- Work to complete -
Please render every one of the rows below as a numbered list, leaving out any blank lines.

- Stored data -
........

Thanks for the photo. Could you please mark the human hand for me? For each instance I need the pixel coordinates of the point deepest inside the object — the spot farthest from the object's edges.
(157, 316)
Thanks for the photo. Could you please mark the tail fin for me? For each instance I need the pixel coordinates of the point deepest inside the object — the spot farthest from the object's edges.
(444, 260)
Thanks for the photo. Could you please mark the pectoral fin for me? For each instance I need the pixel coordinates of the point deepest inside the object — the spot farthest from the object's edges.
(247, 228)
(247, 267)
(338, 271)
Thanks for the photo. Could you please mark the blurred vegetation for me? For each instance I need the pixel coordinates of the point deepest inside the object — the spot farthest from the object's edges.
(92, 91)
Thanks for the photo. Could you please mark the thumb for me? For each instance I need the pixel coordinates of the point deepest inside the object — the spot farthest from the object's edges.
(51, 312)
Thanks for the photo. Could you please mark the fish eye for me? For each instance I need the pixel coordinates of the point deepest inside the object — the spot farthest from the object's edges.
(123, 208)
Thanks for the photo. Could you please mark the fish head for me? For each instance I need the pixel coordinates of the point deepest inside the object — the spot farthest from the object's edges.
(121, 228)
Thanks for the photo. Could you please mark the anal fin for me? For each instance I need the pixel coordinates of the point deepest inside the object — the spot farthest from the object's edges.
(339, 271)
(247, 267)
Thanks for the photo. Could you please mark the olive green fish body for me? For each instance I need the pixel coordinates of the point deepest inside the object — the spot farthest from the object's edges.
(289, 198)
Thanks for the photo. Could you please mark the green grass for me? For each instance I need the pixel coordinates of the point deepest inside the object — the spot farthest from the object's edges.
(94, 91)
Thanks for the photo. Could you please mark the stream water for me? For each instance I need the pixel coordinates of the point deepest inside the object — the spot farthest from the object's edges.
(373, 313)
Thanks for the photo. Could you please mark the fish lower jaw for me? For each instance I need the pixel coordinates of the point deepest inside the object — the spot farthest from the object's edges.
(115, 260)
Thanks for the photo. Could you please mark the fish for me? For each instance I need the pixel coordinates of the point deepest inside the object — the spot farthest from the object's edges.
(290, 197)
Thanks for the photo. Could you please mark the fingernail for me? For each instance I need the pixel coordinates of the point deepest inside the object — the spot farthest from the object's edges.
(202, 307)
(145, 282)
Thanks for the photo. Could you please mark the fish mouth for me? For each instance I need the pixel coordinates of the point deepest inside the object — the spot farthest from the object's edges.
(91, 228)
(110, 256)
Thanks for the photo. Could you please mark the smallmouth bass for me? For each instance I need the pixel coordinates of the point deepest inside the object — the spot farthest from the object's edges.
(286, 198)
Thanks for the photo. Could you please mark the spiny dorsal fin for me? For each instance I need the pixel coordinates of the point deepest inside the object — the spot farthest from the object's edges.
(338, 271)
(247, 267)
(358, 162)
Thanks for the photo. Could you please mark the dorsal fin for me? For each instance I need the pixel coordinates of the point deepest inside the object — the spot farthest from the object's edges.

........

- Reply -
1. Thanks for the photo. Could you please mark the human hand for me? For each instance I need the pixel coordinates of the point deepest inside the object — the spot farthest from the object's edges.
2. (157, 316)
3. Thanks for the photo. Could you please mark the tail fin for me? For each instance I need the pixel coordinates of the point deepest inside the object — the spot farthest from the object's edges.
4. (444, 260)
5. Thanks for the photo. Could you please mark the pectoral fin for me? For each instance I need the pixel coordinates of the point deepest inside the object — the spot farthest from the object's edges.
6. (247, 228)
7. (247, 267)
8. (338, 271)
9. Thanks for the photo. Could you please mark the blurred vegetation for me? For each instance I need the pixel coordinates of the point deepest inside the object — the spot farthest from the object's edges.
10. (92, 91)
11. Thanks for the photo. Could you please mark the thumb for me? For each instance I need the pixel coordinates of the point deepest inside the object — the spot farthest from the object's edges.
12. (51, 312)
13. Thanks for the photo. Could you please mark the fish eye for me? For each instance I need the pixel coordinates of the point deepest inside the object — the spot farthest from the object's edges.
14. (123, 208)
15. Thanks for the photo. Could you please mark the fish head for me? For each instance I need the pixel coordinates of the point deepest inside the object — the spot farthest from the object's edges.
16. (121, 228)
17. Thanks for the photo. Could you please mark the anal fin for me? For each instance I need the pixel coordinates of the point deepest inside the object — the spot farthest from the object's edges.
18. (339, 271)
19. (247, 267)
20. Thanks for the photo. Could you please mark the olive green fish body for me? For each instance I need the pixel coordinates of the point deepest inside the object — the spot farthest from the object's edges.
21. (289, 198)
22. Thanks for the photo. Could you please mark the green grass for me? For each instance I need the pixel coordinates of the point deepest inside the object — the spot farthest from the object's edges.
23. (94, 91)
24. Thanks for the photo. Could you please mark the stream water for me? For each instance I need the pixel coordinates of the point deepest inside the object — the spot farthest from the object's edges.
25. (373, 313)
26. Thanks for the photo. Could you please mark the fish lower jaw for me? For each instance I need the pixel coordinates of the point deepest inside the object — the spot farthest from the object's edges.
27. (115, 260)
28. Thanks for the photo. Could you please mark the fish for me? For each instance I need the pixel coordinates of the point deepest inside the object — the spot farthest from the object's edges.
29. (290, 197)
30. Thanks for the photo. Could you please mark the fingernail for me? For each instance I need the pixel coordinates of the point deepest inside the object — the spot farthest from the object's edges.
31. (202, 307)
32. (145, 282)
33. Thanks for the photo. Could you please mark the fish mouth for me? For each instance I need the pixel coordinates of the point deepest inside the object — the spot farthest from the object's edges.
34. (91, 228)
35. (110, 256)
36. Thanks for the photo. Could you please mark the smallmouth bass for me? For each instance I need the pixel coordinates of the point deepest inside the object — the spot farthest from the object's edges.
37. (286, 198)
38. Thanks for the photo. Could you please mark the spiny dorsal fin for me? For each instance I need the pixel coordinates of the point deepest inside the object — the spot farthest from the object's edges.
39. (338, 271)
40. (247, 267)
41. (358, 162)
42. Thanks for the photo. Could you please mark the dorsal fin for me? For each instance I need the pixel coordinates of the point deepest inside the object — the spot farthest from the object's edges.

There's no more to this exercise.